■ What to do ■
Print the data once more, exactly as given. Drop the pictures.

Dataset items
'''

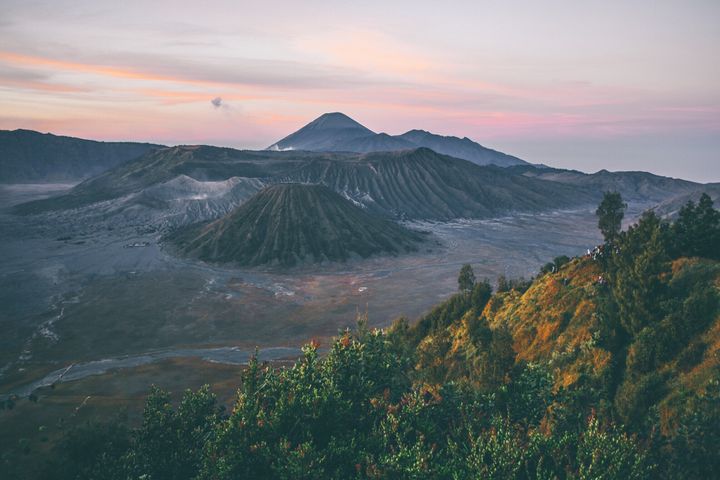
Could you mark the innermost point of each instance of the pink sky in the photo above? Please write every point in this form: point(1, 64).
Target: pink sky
point(573, 84)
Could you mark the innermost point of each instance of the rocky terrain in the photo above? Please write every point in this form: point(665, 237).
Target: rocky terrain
point(32, 157)
point(289, 224)
point(336, 132)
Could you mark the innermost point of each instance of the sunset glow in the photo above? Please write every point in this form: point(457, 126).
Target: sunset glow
point(637, 92)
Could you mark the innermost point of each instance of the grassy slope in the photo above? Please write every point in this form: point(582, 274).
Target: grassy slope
point(558, 320)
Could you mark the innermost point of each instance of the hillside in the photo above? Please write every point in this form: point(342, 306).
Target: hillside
point(336, 132)
point(287, 224)
point(636, 324)
point(640, 187)
point(460, 148)
point(29, 156)
point(422, 184)
point(413, 184)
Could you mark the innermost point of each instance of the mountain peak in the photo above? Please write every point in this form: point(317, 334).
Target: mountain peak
point(336, 120)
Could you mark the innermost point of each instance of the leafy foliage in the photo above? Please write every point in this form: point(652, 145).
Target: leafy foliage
point(530, 382)
point(610, 213)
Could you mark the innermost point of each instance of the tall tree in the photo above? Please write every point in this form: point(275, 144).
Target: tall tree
point(610, 213)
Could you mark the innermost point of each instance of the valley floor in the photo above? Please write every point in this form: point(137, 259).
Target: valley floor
point(73, 292)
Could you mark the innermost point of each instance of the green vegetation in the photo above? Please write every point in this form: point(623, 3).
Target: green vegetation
point(610, 213)
point(602, 367)
point(287, 224)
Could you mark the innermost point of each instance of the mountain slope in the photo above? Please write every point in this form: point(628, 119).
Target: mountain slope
point(338, 132)
point(460, 148)
point(329, 132)
point(422, 184)
point(28, 156)
point(288, 224)
point(634, 186)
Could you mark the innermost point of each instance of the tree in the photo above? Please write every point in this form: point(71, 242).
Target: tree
point(466, 279)
point(697, 230)
point(610, 213)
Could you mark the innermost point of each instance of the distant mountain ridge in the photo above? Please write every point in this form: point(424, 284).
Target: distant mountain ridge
point(27, 156)
point(417, 184)
point(288, 224)
point(336, 132)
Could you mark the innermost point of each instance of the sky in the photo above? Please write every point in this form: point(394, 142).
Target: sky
point(620, 85)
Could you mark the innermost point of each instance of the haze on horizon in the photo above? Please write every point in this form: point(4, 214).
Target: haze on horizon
point(583, 85)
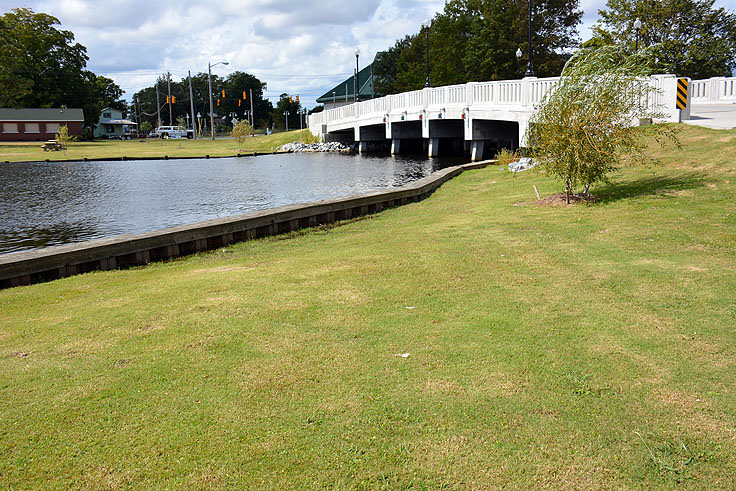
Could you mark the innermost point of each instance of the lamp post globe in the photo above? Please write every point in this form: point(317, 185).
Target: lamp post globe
point(519, 54)
point(529, 68)
point(357, 75)
point(637, 27)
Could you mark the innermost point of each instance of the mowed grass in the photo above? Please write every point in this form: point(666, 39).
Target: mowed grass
point(150, 147)
point(584, 347)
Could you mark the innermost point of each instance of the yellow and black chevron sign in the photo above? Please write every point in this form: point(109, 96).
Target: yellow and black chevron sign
point(681, 93)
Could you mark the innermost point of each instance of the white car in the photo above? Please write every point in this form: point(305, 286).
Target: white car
point(174, 132)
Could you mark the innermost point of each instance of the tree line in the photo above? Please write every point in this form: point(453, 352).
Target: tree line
point(42, 66)
point(228, 99)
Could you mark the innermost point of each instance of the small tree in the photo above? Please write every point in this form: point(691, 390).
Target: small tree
point(584, 126)
point(240, 131)
point(63, 138)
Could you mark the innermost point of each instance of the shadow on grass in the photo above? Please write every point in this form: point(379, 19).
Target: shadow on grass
point(655, 185)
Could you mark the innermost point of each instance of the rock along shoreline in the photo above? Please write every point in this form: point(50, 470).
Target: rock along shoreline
point(336, 147)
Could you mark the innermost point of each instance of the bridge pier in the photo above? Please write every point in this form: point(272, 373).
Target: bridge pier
point(476, 150)
point(433, 149)
point(395, 146)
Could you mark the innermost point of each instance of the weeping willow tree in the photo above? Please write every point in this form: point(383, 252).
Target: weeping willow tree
point(240, 131)
point(589, 122)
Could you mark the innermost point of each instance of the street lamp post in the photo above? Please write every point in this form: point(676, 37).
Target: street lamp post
point(209, 79)
point(529, 68)
point(427, 23)
point(637, 27)
point(356, 85)
point(518, 61)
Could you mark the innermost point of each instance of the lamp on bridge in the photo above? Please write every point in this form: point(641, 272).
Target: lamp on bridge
point(356, 85)
point(518, 61)
point(529, 69)
point(427, 23)
point(637, 27)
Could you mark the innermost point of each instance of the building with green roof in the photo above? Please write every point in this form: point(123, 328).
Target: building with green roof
point(344, 92)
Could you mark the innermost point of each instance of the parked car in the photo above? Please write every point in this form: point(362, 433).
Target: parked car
point(174, 132)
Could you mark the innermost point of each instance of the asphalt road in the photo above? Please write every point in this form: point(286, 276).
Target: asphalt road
point(718, 116)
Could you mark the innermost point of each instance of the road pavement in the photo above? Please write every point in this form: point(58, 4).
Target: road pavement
point(718, 116)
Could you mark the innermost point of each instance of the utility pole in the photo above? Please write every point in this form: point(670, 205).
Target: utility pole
point(529, 68)
point(252, 115)
point(171, 114)
point(191, 102)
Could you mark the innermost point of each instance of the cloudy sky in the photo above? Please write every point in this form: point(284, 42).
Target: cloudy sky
point(297, 46)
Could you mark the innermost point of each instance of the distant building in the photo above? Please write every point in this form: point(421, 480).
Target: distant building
point(113, 125)
point(344, 92)
point(38, 124)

'''

■ Response below ■
Could you mark the innermost point of each instance of the pink sky in the photo above? Please write every point in this form: point(1, 64).
Target: pink sky
point(573, 84)
Could you mark the innermost point of each instance of the rocky terrain in the photo above? Please write every point in this form: point(665, 237).
Target: rocky terrain
point(32, 157)
point(289, 224)
point(336, 132)
Could you mark the innermost point of each instance of the sunset glow in the photo above? Please write every point in this form: point(457, 126).
Target: sunset glow
point(637, 92)
Could you mark the innermost point of each instance of the grassy slope in the photo above? Please write every point in this form: point(582, 274).
Target: grassy slope
point(558, 320)
Could you mark the innermost point of each instance of the hillside in the photo above? Please write every point in this form: point(342, 306).
Target: hillside
point(336, 132)
point(287, 224)
point(636, 324)
point(640, 187)
point(460, 148)
point(29, 156)
point(422, 184)
point(413, 184)
Could you mark the innermost point of each instance of the mountain peak in the photo above? Please write every point in this form: point(317, 334).
Target: mountain peak
point(336, 120)
Could you mark the innermost point of each instance of the leafy foliage in the photo above? Please write every point in this form: point(652, 145).
Target: leafy foliage
point(530, 382)
point(610, 213)
Could you mark the innermost point of each instance of the tall tree in the photo above? Please write every point in this form: point(275, 144).
Target: tall tree
point(610, 213)
Could you mark the innermost point of each instance of the valley floor in the photo above? Please write every point in this form: point(137, 259).
Target: valley floor
point(73, 292)
Could you mark the innermost point of each instance of the green vegetation in the photo above? Please write every point in this form: point(623, 3).
Target: green vegetation
point(610, 213)
point(602, 367)
point(287, 224)
Could you mark the innermost point of each instance of the mountain slope in the photo above? Please write every point in this form: point(628, 119).
Target: mountain slope
point(338, 132)
point(460, 148)
point(329, 132)
point(422, 184)
point(28, 156)
point(288, 224)
point(634, 186)
Could you mark the innermost point of each instance of the tree in the photo above? Please write every point in this form: point(71, 242).
Target: tree
point(466, 279)
point(697, 230)
point(610, 213)
Could you mark the innermost point of each instance of the distant mountain ridge in the photo above? Please write every point in this form: point(424, 284).
Target: distant mountain ridge
point(27, 156)
point(417, 184)
point(288, 224)
point(336, 132)
Could you mark the innermost point of each instance of the sky in the photo above? Please write every point in this form: point(394, 142).
Target: sky
point(620, 85)
Could you mark the innermost point of each instance of the haze on horizon in the photo above? Please write every point in this form: point(4, 214).
Target: haze on horizon
point(583, 85)
Could you mark the innermost point of each instance of the lamp post globe in the photo above? Please write every point in this form: point(317, 185).
Target: lamp post globe
point(519, 54)
point(529, 68)
point(357, 75)
point(637, 27)
Could you mark the innermost point of each instance of the mowed grass in the photo above? Please write every point in this form: point(666, 39).
Target: mowed grass
point(150, 147)
point(584, 347)
Could you mark the innermost point of each instance of the yellow and black chevron sign in the photo above? Please write every point in this form: point(109, 96).
Target: yellow and black chevron sign
point(681, 93)
Could you mark the innermost point of each instance of the white car in the photo above? Please write every point in this form: point(305, 286).
Target: white car
point(174, 132)
Could you mark the innermost point of each instance of the tree line in the photo above? Please write every point in this form: point(453, 352).
Target: tree line
point(42, 66)
point(228, 99)
Could you mark the innermost point of each instance of the small tree in the photo above? Please write every point in this form: point(691, 390).
Target: small tree
point(584, 126)
point(240, 131)
point(63, 138)
Could you mark the innermost point of each instance of the shadow on grass in the photo above? Please write every point in this form: point(379, 19).
Target: shadow on grass
point(655, 185)
Could you mark the innermost point of each instance of the rock along shoreline in the photo above? Please write every point in this form: point(50, 470).
Target: rock along shoreline
point(336, 147)
Could you mark the innermost point of each instance of the bridge pier in the photo above? Please write every point in this form: point(272, 373).
Target: bridge pier
point(476, 150)
point(433, 149)
point(395, 146)
Could you mark the innermost point of each instance of the weeping willow tree in the photo above? Please write every point in this form: point(383, 252).
Target: weeping willow tree
point(240, 131)
point(589, 122)
Could you mark the innermost point of each instance of the street lamp post in the photo above? Please write every point in this form: point(676, 37).
Target: street lamp post
point(209, 79)
point(529, 68)
point(427, 23)
point(637, 27)
point(356, 85)
point(518, 61)
Could you mark the innermost point of each instance of the lamp on bridge in the photo above? Please write every point in this form: point(641, 272).
Target: lamp on bridge
point(356, 85)
point(518, 61)
point(529, 69)
point(427, 23)
point(637, 27)
Could you mark the innermost point of each instance of the building with green roof in the photo above? Please write every point in this form: point(123, 328).
Target: building with green roof
point(344, 92)
Could you mark the innermost point of each instance of the parked car in the photo above? Please write every point in this form: point(362, 433).
Target: parked car
point(174, 132)
Could you mark the innermost point of each instance of the asphalt road in the photo above? Please write every point in this form: point(286, 276).
Target: asphalt road
point(718, 116)
Could you mark the innermost point of each instance of the road pavement in the photo above? Please write every point in this form: point(58, 4).
Target: road pavement
point(718, 116)
Could you mark the innermost point of each instance of the utility pole in the photo above? Please write every point in this form: point(670, 205).
Target: utility pole
point(529, 68)
point(252, 115)
point(171, 114)
point(191, 102)
Could you mark the innermost point of each instance of the cloudy sky in the photo above? Please write every point in this form: point(284, 42).
Target: cloudy sky
point(297, 46)
Could you mark the innermost point of each instance of the distant building in the photo above? Please write every point in this form: point(421, 480).
Target: distant building
point(113, 125)
point(344, 92)
point(38, 124)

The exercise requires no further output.